> _What is asked_:
Transcribe each line of the records below exactly, excluding any embedded images.

> _Given data_:
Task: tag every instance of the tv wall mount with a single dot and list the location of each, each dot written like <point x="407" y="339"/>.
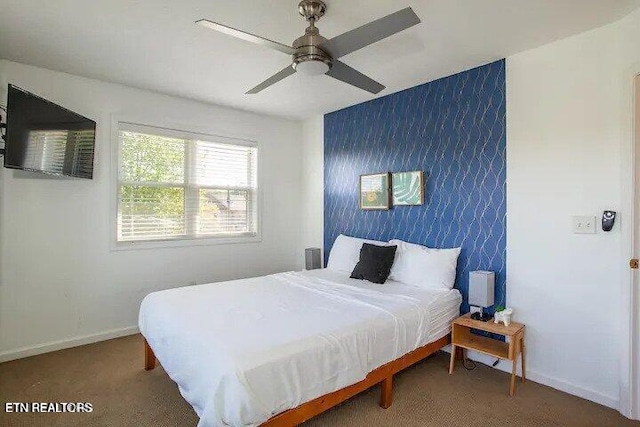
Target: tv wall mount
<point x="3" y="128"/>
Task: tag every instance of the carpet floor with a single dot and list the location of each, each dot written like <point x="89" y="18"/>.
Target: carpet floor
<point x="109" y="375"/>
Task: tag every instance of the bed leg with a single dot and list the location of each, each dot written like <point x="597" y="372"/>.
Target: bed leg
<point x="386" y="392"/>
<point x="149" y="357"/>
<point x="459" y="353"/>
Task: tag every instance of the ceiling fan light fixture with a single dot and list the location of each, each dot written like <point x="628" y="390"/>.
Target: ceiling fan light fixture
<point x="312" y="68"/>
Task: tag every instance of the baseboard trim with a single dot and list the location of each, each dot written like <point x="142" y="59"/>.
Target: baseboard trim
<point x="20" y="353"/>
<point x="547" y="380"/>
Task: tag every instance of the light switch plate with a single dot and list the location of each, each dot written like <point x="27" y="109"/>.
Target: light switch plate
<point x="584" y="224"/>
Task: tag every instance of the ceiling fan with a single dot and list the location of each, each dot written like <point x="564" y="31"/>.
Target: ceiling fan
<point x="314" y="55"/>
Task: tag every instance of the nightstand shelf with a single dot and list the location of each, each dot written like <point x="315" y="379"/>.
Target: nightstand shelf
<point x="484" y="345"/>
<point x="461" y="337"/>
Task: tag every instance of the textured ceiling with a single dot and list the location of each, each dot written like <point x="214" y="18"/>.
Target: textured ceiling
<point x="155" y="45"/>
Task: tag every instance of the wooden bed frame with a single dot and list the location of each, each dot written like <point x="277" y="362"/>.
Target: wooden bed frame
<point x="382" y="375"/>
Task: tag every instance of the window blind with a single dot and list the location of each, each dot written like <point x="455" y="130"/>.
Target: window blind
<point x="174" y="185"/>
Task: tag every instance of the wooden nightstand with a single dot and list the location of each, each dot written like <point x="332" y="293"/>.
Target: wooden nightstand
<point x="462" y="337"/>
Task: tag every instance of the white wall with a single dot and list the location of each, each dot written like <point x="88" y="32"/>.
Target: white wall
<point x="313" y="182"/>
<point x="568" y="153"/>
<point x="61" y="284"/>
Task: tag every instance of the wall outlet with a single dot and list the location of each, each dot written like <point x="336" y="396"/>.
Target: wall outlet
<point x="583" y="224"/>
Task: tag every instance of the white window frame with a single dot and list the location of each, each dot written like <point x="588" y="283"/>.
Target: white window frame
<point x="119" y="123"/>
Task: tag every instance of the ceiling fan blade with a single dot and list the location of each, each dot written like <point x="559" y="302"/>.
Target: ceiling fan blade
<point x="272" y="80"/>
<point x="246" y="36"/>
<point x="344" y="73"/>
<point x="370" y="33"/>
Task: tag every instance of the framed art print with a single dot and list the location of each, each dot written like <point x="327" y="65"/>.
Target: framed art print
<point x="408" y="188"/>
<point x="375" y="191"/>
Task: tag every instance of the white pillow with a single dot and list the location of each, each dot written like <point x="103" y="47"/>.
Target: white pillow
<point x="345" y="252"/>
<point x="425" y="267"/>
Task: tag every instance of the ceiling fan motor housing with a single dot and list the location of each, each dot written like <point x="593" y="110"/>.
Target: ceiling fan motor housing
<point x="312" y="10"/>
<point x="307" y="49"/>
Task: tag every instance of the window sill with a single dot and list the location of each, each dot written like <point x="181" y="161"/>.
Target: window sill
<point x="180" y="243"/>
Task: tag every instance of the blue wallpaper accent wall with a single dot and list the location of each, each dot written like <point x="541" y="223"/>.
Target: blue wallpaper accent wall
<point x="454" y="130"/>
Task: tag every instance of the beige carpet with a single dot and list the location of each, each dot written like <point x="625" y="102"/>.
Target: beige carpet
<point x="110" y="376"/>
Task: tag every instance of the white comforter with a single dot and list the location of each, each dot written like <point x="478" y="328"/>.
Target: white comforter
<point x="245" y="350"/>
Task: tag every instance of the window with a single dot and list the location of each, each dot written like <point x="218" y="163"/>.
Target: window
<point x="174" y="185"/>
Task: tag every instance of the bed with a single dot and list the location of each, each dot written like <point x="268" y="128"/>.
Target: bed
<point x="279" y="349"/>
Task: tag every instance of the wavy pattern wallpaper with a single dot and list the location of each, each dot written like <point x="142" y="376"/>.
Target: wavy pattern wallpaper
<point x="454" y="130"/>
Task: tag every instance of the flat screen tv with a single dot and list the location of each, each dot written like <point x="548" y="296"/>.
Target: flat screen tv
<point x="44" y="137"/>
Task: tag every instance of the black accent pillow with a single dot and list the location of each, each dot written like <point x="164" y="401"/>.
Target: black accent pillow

> _Finished answer_:
Task: tag every instance of the tv wall mount with a single dot and list the location of each, each dot written like <point x="407" y="339"/>.
Target: tv wall mount
<point x="3" y="128"/>
Task: tag every instance of the carpet floor with a single dot and list the location of each, each dot written like <point x="89" y="18"/>.
Target: carpet floor
<point x="109" y="375"/>
Task: tag every instance of the bed leg with a single dot and list the location of each, each dot written like <point x="597" y="372"/>.
Target: bed leg
<point x="386" y="392"/>
<point x="149" y="357"/>
<point x="459" y="353"/>
Task: tag every instance of the ceiling fan light fixture with a single dot and list the location of each, each dot written like <point x="628" y="390"/>.
Target: ceiling fan light fixture
<point x="312" y="68"/>
Task: tag every instance of the baseboard trim with a single dot and list the location of each, each dot written like <point x="142" y="59"/>.
Target: baseboard trim
<point x="20" y="353"/>
<point x="547" y="380"/>
Task: tag every instance of the light switch plate with a single dot and list the location of each, each dot written like <point x="27" y="109"/>.
Target: light switch plate
<point x="584" y="224"/>
Task: tag every instance of the ceiling fan with a single dot and list the location of each, each dot written like <point x="564" y="31"/>.
Target: ceiling fan
<point x="314" y="55"/>
Task: tag every instance of the nightstand shelf with a single dot and list the location of each, each dot written like <point x="315" y="379"/>.
Target: nightstand shelf
<point x="484" y="345"/>
<point x="461" y="337"/>
Task: tag every instance of the textured ceiling with a single dot and list the location of each, each dot written like <point x="214" y="18"/>.
Target: textured ceiling
<point x="155" y="45"/>
Task: tag every instance of the wooden bed frame with a single dot and list the location of each, each dot written like <point x="277" y="362"/>.
Target: wooden bed frame
<point x="382" y="375"/>
Task: tag every instance of the window blind with a single dot and list the location of each, each dot written like <point x="455" y="130"/>.
Target: window blind
<point x="174" y="185"/>
Task: tag every instance of the wooden nightstand with a single dot and list the location of each, each dot written like <point x="332" y="293"/>.
Target: wooden nightstand
<point x="462" y="337"/>
Task: tag every instance of the white wall with a single dot and list the location of each, each dot written like <point x="88" y="32"/>.
Target: white wall
<point x="313" y="182"/>
<point x="568" y="153"/>
<point x="61" y="284"/>
Task: tag every instance of the wall outlet with a single dot and list the location of each, each dot written like <point x="336" y="396"/>.
Target: wall outlet
<point x="583" y="224"/>
Task: tag every instance of the white window frame with a single dot and list the location of each, each dot written like <point x="588" y="283"/>.
Target: white window frame
<point x="119" y="123"/>
Task: tag every instance of the ceiling fan blade with a single dot and list the location of each, each dot written like <point x="559" y="302"/>.
Target: ceiling fan blade
<point x="272" y="80"/>
<point x="246" y="36"/>
<point x="344" y="73"/>
<point x="370" y="33"/>
Task: tag every instance of the framed art print with a single dot and list the location of each, each dot written like <point x="327" y="65"/>.
Target: framed art print
<point x="408" y="188"/>
<point x="375" y="191"/>
Task: tag every instance of the white pillow with a single dot and list the location of each, each dot written like <point x="103" y="47"/>.
Target: white pillow
<point x="345" y="252"/>
<point x="425" y="267"/>
Task: tag every instance of the ceiling fan motor housing with a single dot and list the location of each, each dot written like <point x="593" y="110"/>.
Target: ceiling fan motor housing
<point x="312" y="10"/>
<point x="307" y="49"/>
Task: tag every instance of the window sill with a single dot and list the location of each, each dot written like <point x="181" y="161"/>.
Target: window sill
<point x="180" y="243"/>
Task: tag every instance of the blue wallpaper accent wall with a single dot and list the location of each, each dot written like <point x="541" y="223"/>.
Target: blue wallpaper accent wall
<point x="454" y="130"/>
Task: tag every instance of the beige carpet with a single dot and list the location of each, each dot written like <point x="625" y="102"/>.
Target: beige carpet
<point x="110" y="376"/>
Task: tag every instance of the white comforter with a single dot and list the location of each, each dot written like <point x="478" y="328"/>.
Target: white comforter
<point x="245" y="350"/>
Task: tag every instance of the window with a single dot and list the location of each, each dot written like <point x="218" y="163"/>.
Target: window
<point x="174" y="185"/>
Task: tag every instance of the bed with a single dot and list the location of each, each dot written like <point x="268" y="128"/>.
Target: bed
<point x="279" y="349"/>
Task: tag every instance of the wavy pattern wallpaper with a single dot and list the location of each, each dot written like <point x="142" y="376"/>.
Target: wavy pattern wallpaper
<point x="454" y="130"/>
Task: tag every instance of the flat screen tv with a single dot and list the location of each, each dot written like <point x="548" y="296"/>.
Target: flat screen tv
<point x="44" y="137"/>
Task: tag every instance of the black accent pillow with a single dot and list the location of each, each dot written like <point x="164" y="401"/>.
Target: black accent pillow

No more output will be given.